* Begin Given information *
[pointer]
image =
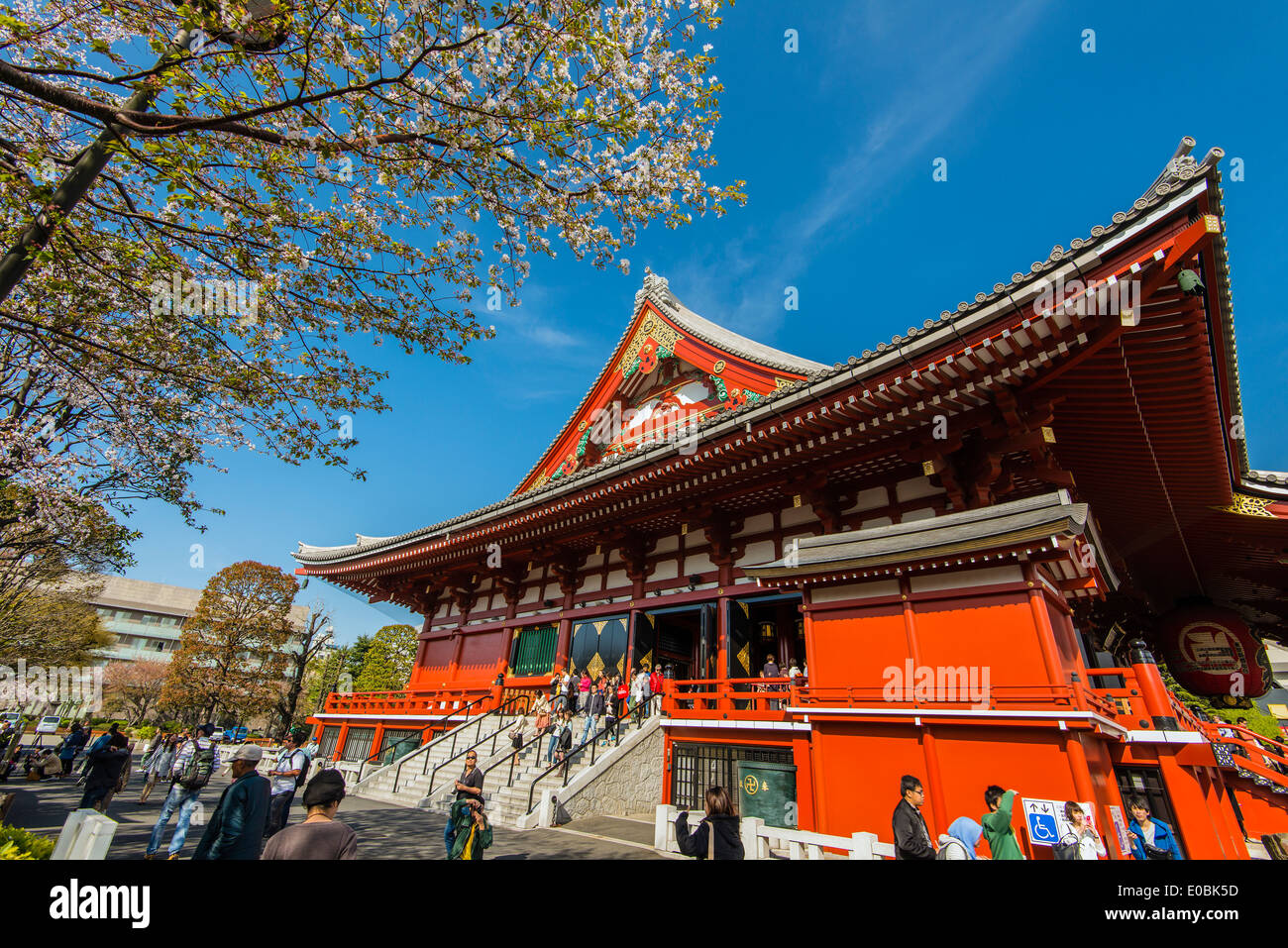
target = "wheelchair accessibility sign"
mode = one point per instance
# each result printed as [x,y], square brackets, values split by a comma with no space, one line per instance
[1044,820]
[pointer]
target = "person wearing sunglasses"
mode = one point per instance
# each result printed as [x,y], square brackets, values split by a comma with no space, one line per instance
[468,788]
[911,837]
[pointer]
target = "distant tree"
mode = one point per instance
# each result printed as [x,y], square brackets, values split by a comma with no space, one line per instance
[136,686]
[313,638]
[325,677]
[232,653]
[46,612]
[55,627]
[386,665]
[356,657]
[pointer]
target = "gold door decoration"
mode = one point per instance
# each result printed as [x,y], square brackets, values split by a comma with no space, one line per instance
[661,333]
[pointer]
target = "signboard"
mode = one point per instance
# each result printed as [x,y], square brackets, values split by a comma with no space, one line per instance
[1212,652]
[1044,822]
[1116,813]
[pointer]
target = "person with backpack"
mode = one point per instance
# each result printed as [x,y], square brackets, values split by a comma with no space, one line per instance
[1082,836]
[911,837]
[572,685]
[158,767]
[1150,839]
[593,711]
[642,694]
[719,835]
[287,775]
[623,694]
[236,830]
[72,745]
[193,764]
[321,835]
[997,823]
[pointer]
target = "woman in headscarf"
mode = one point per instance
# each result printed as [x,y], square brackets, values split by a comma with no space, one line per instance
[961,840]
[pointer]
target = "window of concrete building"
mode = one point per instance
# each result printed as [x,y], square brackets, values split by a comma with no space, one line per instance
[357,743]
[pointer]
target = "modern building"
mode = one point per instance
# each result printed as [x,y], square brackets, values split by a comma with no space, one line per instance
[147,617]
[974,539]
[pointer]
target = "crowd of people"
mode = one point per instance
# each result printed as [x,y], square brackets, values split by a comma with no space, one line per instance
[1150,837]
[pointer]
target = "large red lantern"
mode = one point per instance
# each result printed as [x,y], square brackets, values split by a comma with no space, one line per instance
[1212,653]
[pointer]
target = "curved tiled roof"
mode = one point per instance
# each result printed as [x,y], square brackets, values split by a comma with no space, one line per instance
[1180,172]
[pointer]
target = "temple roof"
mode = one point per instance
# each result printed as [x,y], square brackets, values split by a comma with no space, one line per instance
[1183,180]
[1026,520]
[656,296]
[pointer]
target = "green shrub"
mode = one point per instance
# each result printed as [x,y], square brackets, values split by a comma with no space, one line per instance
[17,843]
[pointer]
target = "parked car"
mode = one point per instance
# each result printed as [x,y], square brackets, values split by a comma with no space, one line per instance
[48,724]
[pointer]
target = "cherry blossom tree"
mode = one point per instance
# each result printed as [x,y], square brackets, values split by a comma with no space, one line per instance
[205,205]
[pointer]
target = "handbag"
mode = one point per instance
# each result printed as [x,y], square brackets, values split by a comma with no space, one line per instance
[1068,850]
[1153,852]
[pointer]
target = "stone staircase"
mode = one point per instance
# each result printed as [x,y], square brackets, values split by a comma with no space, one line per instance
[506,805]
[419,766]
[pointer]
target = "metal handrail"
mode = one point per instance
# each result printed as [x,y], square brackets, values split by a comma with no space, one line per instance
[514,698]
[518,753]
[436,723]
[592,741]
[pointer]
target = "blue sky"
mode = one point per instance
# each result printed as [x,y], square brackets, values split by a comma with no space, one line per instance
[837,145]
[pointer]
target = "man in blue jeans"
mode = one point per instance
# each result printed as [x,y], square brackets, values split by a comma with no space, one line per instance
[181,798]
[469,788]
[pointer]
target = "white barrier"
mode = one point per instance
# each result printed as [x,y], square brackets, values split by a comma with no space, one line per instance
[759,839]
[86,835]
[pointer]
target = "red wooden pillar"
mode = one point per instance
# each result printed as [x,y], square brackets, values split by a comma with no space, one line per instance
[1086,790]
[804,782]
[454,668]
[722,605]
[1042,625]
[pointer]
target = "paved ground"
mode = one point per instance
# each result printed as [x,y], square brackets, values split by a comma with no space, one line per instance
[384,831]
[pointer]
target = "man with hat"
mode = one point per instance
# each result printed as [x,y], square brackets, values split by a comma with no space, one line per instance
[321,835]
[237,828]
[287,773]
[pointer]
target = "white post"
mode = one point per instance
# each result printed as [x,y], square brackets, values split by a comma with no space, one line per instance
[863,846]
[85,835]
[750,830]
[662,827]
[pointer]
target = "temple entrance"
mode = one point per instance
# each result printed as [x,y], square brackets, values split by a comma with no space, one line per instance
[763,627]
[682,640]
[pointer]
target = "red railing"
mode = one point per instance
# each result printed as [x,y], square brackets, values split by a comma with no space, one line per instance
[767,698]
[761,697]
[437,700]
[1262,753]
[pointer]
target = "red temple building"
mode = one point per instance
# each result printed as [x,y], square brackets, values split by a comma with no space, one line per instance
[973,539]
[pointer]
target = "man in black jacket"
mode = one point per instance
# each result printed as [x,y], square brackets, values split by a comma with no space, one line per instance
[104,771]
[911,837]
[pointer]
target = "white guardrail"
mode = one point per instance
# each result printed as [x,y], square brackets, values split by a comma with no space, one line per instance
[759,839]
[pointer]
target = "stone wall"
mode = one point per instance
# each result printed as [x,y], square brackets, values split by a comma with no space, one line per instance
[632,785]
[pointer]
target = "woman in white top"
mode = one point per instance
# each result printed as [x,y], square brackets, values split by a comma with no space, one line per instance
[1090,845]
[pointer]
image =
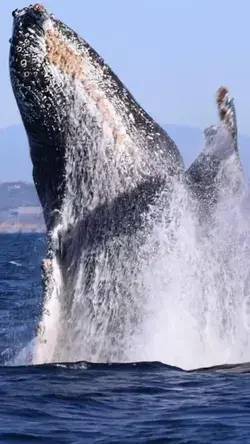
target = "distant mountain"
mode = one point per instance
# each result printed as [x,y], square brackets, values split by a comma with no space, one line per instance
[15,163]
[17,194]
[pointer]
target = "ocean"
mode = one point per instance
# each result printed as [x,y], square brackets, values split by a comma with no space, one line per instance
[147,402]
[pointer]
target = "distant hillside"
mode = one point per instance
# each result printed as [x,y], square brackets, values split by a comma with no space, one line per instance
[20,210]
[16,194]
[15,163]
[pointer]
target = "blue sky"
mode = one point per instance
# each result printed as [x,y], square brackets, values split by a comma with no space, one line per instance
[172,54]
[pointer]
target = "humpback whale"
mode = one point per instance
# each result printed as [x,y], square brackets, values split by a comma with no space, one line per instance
* End Given information *
### What you should do
Write out the listing above again, exactly, but with no pictures in the copy.

### Task answer
[pointer]
image =
target = "wheelchair accessibility sign"
mode = one point per instance
# each result printed as [x,y], square brackets, values split by a comma with no space, one line per instance
[1044,820]
[pointer]
target = "person wearing sunglasses"
mode = one point per instance
# each result printed as [x,y], square brackets, values split by a comma with no space, one line per instance
[468,788]
[911,837]
[pointer]
target = "distant tree"
mode = one point per instance
# each result printed as [x,y], square brackets, values split by a comma with no space, one line per instance
[136,686]
[313,638]
[325,677]
[232,653]
[46,612]
[55,627]
[386,665]
[356,657]
[pointer]
target = "gold door decoration"
mode = one point per instance
# each result printed as [x,y], square brackets, values split by a comma with no space, one line per instance
[661,333]
[pointer]
target = "signboard"
mode = one point per instance
# each result printed as [x,y], square brackets, values split by a comma with no space, one line per instance
[1212,652]
[1044,822]
[1116,813]
[pointer]
target = "person with backpack"
mode = one point per instance
# each result printed as [x,y], square brackets, values split by a comma with no space, one line per instance
[1082,836]
[911,837]
[572,685]
[158,767]
[1150,839]
[593,711]
[642,694]
[719,835]
[287,775]
[623,694]
[236,830]
[72,745]
[193,764]
[321,835]
[997,823]
[pointer]
target = "woman in headscarf"
mode = one point per instance
# each result printed as [x,y], square brackets, values split by a comma with no space, one line per instance
[961,840]
[pointer]
target = "window of concrete building"
mode = one point per instance
# each result printed as [x,y], square brackets, values split by a comma with no space, one line per instance
[357,743]
[pointer]
target = "modern building"
mode = one point per instance
# each result printed as [x,y], square brackets, values split by a comma with no space, one line per instance
[147,617]
[974,539]
[pointer]
target = "crowd of people"
mode = one point per instance
# each result printed as [x,y], square brackets, values split by a comma with no space, one line per instance
[1150,837]
[pointer]
target = "large red lantern"
mode = one point per instance
# each result printed as [x,y], square brackets, values split by a comma with no space, one line per instance
[1212,653]
[pointer]
target = "curved tiled roof"
mode = one point per instance
# each result printed as [x,y], square brackets, values split by a comma with no space, one line per instance
[1180,172]
[pointer]
target = "temple roof"
mode = one point per instance
# each result printed as [x,y], square brackets, values split by a comma with no space, one line per instance
[1183,180]
[1026,520]
[656,296]
[pointer]
target = "green shrub"
mode = one point per instance
# each result printed as [x,y], square brackets, values split by a comma with no space, one line per instance
[17,843]
[pointer]
target = "parked car"
mode = one point per instance
# each result printed as [x,y], square brackets, values split by a comma with no space, one line per instance
[48,724]
[pointer]
target = "cherry blossom tree"
mode = one point per instance
# each result printed as [x,y], square brackets, values split by a comma with no space, one line per instance
[205,205]
[pointer]
target = "handbag"
mode = one point per instance
# each result printed as [x,y], square brackets, values split by a comma with no space, one line per instance
[1068,850]
[1153,852]
[pointer]
target = "stone staircase"
mode = one point per instance
# each result printed as [x,y], square brackets, values split by a comma with no space, one line per instance
[506,805]
[419,766]
[pointer]
target = "metal handrail"
mode = one point per instance
# each result printed as [x,y], square brackets, values split by a comma with no space, one line per instance
[514,698]
[518,753]
[436,723]
[592,741]
[pointer]
target = "blue sky"
mode = one point per instance
# each result printed as [x,y], square brackets, values split by a comma with no space, one line per instance
[837,145]
[pointer]
target = "man in blue jeans"
mode = one point per instance
# each result printed as [x,y], square brackets, values split by a comma with no space, one line per instance
[181,798]
[469,788]
[pointer]
target = "white barrier"
mode = one point per instance
# each result printed as [x,y], square brackets, values split by a comma with no space, one line per instance
[759,839]
[86,835]
[pointer]
target = "red wooden pillar"
mode = one point per instance
# each result printed as [x,y], square brackets, values split by a comma with no space, one line per instance
[1086,790]
[804,782]
[454,668]
[722,605]
[1042,625]
[pointer]
target = "paved ground"
mode = one point per instance
# each result printed as [x,y], square brackets, values split by a comma with no space, one line per instance
[384,831]
[pointer]
target = "man with hat"
mode = one point per instance
# each result printed as [x,y], square brackets, values split by a comma with no space, one line per instance
[321,835]
[237,828]
[287,773]
[pointer]
target = "white post"
mode = one point per instance
# each result printed as [x,y], square brackets, values split by a comma with no space, one line per instance
[863,846]
[85,835]
[750,830]
[662,827]
[pointer]
target = "temple entrance"
mode = one point per instance
# each result printed as [x,y], square brackets, values split by a comma with no space, one line per instance
[763,627]
[682,640]
[pointer]
target = "red railing"
mode = one point per instance
# each result printed as [x,y], square brackets, values split by a comma with no space, one line per instance
[767,698]
[761,697]
[437,700]
[1262,753]
[pointer]
target = "red temple building"
mode = one point per instance
# each result printed as [x,y], square brackets, values split by a comma with no space, one line per instance
[973,539]
[pointer]
target = "man in black jacket"
mode = one point per instance
# each result printed as [x,y], square brackets, values split by a comma with no space, one line per instance
[104,771]
[911,837]
[pointer]
target = "white guardrail"
mode = one point per instance
# each result printed as [x,y], square brackets, values split by a comma with no space, one line per instance
[759,839]
[pointer]
target = "stone wall"
mode = one point per instance
# each result printed as [x,y], square brackets, values split by a comma with no space, one line per instance
[632,785]
[pointer]
target = "woman in white top"
mode = one point per instance
# each result printed as [x,y], square brackets, values split by a comma with no space, one line per instance
[1090,845]
[pointer]
image =
target = "distant mountain"
mode = one point per instance
# each result printed as [x,y], square brackets, values split by a comma with no space, one line per instance
[15,163]
[17,194]
[pointer]
target = "ocean"
mode = one point per instance
# each result printed as [x,y], square brackets, values split by a comma with no space, one line per instance
[147,402]
[pointer]
target = "distant hillside"
mode = one point per instance
# each result printed as [x,y], square brackets, values split by a comma with no space, one line per instance
[20,210]
[16,194]
[15,163]
[pointer]
target = "blue sky"
mode = one point per instance
# each result printed as [x,y], square brackets, values split by a comma with no space, one line per instance
[172,54]
[pointer]
target = "humpback whale"
mode = one point per instance
# each result printed as [x,y], square brackets, values split by a comma with no space, one line per instance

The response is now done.